Testo mostrato:

Una lezione severa ai rivoluzionari cinesi, agli intellettuali progressisti, all’Internazionale Comunista, a tutto il PCC guidato da Ch’u Ch’iu-pai (eletto segretario nell’agosto 1927) raffinato intellettuale ma molto debole nel guidare le varie correnti del partito, era venuta dallo scacco della Comune di Canton nella prima metà del dicembre 1927. Carenti nell’ ‘inchiesta’, avevano adottato quella che verrà definita una linea ultrasinistra, una linea tendente a mantenere ovunque una tensione ribellistica che sfociasse nella rivolta operaia. Per cui, le stesse lotte contadine intraprese da Mao dovevano servire da supporto a quella rivolta, per stornare le forze della repressione, non a far scaturire, come si espresse Mao più tardi, da detonatore, da scintilla che incendia tutta la prateria. E invece le forze della repressione si abbatterono sul generoso ma velleitario tentativo ‘comunardo’ di Canton: "Il 14 dicembre le forze della repressione avevano già preso il sopravvento e ben 8.000 comunisti giacevano morti nelle vie della città." [Collotti Pischel, 1982, pag.257].
 
Un peccato di velleitarismo, già paventato da Mao nella sua riflessione sull’inchiesta negli anni immediatamente precedenti, e che non poteva totalmente essere imputato al segretario del partito, all’inviato allora dell’Internazionale Besso Lominadze, al suo collaboratore, il rivoluzionario tedesco Heinz Neumann, ma semmai alla cultura comunista interpretata in modo chiuso e dottrinario, un ‘a priori’ rispetto alla verifica della realtà.
 
D’altra parte, la ferocia della caccia ai comunisti del partito nazionalista guidato da Chiang Kai-shek (Kuomintang), (vedi Scheda 1) aveva punte che nulla avevano da invidiare a quelle naziste che, non a caso, divennero addirittura di esempio: una delle tante "campagne di annientamento", la quinta per l’esattezza, nell’autunno del 1933, combinò le soluzioni strategiche di Chiang a quelle dei suoi consiglieri nazisti, e cioè tagliare la rete di comunicazioni e di approvvigionamenti tra le ‘basi rosse’, impedire le sortite dei partigiani e, appunto, la tecnica suggerita dai generali tedeschi consistente nelle linee fortificate di casematte di cemento che venivano spostate in avanti progressivamente per cingere con un assedio senza scampo le zone ‘sovietiche’ della Cina rossa.
 
La scintilla e la prateria
 
Come e perché allora vinse quella Cina rossa che più e più volte sembrò sull’orlo di crollare definitivamente e a cui invece arrise la vittoria finale?

Compiti da svolgere:
#1 Per favore, trascrivi dal testo tutto ciò che va da "Come e perché" fino a "la vittoria finale?".
#2 Secondo il testo, quanti comunisti giacevano morti nelle vie di Canton il 14 dicembre?
#3 Traduci in inglese questa frase del testo: «Come e perché allora vinse quella Cina rossa che più e più volte sembrò sull’orlo di crollare definitivamente e a cui invece arrise la vittoria finale?»

Dati delle maschere di segmentazione:

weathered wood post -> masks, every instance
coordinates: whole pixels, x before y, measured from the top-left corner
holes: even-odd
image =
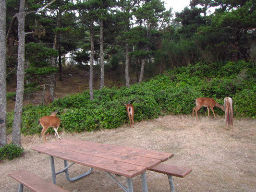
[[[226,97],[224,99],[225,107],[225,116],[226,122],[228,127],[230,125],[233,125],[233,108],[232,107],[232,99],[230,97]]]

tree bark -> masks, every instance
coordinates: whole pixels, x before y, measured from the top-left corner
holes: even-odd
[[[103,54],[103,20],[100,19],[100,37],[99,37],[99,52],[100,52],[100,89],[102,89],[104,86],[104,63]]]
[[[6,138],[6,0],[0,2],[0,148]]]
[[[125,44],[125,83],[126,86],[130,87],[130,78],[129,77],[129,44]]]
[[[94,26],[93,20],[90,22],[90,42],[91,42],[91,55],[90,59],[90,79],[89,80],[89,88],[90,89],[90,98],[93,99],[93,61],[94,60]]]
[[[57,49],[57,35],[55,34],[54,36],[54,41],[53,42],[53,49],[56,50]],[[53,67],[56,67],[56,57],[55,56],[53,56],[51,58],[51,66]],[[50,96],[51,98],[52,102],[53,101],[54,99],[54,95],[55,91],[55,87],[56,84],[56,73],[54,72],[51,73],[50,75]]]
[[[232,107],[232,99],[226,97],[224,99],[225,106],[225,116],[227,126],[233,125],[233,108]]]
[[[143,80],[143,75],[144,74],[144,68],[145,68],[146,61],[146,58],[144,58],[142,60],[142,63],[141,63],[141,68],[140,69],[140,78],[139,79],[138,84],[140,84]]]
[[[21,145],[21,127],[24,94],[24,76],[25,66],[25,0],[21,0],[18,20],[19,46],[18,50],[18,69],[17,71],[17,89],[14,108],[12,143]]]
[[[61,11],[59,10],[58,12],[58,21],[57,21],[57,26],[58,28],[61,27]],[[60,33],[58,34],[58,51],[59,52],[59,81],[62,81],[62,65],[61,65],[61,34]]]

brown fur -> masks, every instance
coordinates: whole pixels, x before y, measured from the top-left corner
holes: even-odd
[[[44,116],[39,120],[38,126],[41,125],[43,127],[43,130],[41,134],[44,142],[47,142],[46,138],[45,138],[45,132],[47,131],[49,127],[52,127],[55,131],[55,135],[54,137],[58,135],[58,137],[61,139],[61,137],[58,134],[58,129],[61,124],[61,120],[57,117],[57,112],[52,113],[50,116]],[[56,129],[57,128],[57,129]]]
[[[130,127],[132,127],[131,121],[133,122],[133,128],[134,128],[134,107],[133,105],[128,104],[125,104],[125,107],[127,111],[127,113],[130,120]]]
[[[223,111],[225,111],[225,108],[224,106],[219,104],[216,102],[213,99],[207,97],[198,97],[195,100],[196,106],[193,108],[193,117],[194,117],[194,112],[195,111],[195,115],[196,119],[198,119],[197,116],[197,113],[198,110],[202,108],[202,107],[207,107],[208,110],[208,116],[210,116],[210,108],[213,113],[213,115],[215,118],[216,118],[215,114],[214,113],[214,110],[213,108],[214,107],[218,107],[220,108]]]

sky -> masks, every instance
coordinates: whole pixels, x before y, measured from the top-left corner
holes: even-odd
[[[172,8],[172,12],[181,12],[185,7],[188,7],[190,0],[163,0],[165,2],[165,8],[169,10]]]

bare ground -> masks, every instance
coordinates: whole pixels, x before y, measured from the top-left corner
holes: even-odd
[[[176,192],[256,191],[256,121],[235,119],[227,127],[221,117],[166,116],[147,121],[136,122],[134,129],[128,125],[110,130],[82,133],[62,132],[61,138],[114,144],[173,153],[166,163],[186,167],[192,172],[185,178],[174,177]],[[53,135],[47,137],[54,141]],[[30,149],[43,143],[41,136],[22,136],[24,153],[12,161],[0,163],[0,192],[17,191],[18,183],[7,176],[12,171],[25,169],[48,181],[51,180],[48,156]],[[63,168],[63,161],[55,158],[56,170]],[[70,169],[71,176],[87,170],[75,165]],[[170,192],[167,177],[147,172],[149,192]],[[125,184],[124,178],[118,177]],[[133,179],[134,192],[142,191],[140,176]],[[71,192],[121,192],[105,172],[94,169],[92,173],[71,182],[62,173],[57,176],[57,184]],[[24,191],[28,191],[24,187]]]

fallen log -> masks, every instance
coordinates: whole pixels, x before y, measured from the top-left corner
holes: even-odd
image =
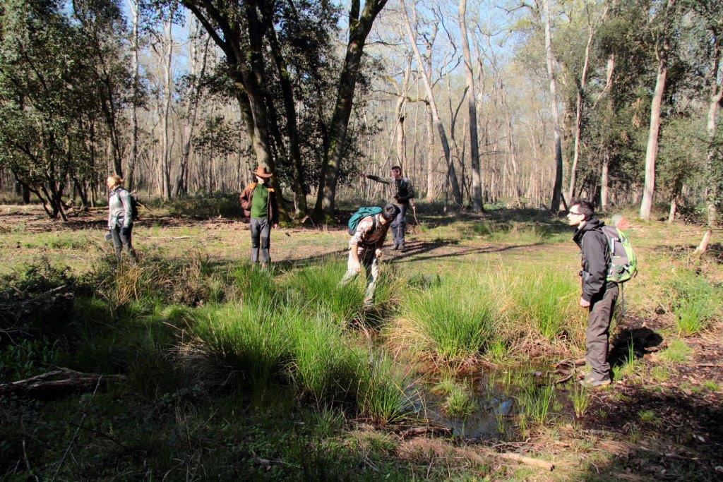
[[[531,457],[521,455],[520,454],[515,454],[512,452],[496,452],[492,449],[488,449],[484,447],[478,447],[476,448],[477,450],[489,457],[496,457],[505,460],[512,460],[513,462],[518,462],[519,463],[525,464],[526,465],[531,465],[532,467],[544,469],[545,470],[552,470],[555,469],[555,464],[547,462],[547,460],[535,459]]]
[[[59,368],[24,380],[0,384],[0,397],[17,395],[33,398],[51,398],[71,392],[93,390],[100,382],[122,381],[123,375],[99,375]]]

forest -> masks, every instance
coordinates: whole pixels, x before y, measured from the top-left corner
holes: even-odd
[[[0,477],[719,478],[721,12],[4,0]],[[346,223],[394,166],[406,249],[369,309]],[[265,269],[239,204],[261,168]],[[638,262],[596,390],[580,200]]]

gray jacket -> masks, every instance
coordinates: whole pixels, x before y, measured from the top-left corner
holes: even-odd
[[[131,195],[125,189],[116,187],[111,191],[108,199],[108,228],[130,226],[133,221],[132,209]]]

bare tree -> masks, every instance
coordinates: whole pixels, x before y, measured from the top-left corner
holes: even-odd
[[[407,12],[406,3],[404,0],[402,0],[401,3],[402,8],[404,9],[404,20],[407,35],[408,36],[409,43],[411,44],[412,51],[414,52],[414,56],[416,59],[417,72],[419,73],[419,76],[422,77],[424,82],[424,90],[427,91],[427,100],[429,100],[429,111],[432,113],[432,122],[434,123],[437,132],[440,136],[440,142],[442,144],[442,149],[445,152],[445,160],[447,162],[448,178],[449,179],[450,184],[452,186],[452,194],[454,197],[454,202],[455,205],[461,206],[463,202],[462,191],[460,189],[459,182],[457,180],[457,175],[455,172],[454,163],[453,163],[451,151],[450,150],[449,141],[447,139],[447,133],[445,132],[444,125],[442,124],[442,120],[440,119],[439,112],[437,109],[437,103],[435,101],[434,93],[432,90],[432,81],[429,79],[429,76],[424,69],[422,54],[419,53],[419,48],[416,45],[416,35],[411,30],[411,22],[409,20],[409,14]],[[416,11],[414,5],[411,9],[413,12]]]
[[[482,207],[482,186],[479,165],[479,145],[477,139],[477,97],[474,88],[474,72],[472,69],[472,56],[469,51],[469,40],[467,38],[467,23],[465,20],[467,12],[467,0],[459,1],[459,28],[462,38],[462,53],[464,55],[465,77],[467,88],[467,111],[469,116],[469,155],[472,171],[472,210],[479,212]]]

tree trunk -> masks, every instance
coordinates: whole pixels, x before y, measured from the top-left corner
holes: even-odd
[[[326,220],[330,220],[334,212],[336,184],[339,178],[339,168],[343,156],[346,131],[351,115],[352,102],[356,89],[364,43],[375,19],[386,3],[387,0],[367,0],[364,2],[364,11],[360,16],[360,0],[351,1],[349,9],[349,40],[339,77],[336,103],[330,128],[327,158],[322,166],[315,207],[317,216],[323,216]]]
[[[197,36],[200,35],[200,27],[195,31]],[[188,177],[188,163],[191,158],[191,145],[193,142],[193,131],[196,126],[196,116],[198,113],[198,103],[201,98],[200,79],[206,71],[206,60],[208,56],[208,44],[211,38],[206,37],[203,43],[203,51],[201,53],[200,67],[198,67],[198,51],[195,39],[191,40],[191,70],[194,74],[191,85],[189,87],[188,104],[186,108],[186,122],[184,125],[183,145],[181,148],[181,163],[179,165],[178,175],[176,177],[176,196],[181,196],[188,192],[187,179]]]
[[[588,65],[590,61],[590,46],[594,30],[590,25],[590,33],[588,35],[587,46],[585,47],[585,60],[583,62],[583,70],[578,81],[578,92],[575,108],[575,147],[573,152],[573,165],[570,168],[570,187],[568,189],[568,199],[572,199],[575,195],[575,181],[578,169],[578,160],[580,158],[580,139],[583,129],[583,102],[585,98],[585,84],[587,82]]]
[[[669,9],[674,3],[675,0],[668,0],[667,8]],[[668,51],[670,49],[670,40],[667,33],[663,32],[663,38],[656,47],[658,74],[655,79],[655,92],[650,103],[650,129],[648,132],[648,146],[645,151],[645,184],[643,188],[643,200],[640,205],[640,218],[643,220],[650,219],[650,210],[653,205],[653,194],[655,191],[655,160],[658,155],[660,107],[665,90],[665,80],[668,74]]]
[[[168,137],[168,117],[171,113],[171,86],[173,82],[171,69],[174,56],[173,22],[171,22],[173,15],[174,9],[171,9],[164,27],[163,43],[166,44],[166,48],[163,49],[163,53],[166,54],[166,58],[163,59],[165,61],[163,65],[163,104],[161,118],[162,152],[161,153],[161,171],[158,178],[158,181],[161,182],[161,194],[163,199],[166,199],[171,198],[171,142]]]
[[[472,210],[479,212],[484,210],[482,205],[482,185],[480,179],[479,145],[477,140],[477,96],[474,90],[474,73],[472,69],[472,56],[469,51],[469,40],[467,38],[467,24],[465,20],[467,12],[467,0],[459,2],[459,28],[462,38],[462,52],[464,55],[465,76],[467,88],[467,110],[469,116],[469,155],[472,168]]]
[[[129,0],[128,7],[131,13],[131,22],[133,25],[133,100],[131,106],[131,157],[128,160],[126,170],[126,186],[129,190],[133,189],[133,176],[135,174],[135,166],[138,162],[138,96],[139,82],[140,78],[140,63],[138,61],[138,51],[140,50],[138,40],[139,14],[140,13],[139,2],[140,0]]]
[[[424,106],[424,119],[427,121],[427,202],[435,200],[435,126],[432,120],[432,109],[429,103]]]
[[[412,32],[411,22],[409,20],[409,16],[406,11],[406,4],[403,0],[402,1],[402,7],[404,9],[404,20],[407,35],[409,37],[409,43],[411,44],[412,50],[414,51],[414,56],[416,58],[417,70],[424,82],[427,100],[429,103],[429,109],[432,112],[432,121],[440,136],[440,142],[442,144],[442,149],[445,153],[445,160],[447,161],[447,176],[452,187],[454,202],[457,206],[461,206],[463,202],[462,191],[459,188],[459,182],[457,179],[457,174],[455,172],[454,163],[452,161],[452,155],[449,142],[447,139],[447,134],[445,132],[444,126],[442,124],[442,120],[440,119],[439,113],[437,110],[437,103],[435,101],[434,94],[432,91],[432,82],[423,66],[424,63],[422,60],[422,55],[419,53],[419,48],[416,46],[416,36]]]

Risposte numerate:
#1
Come e perché allora vinse quella Cina rossa che più e più volte sembrò sull’orlo di crollare definitivamente e a cui invece arrise la vittoria finale?

#2 8.000 comunisti.

#3 How and why, then, did that Red China win, the China that time and again seemed on the verge of collapsing for good and yet was granted the final victory?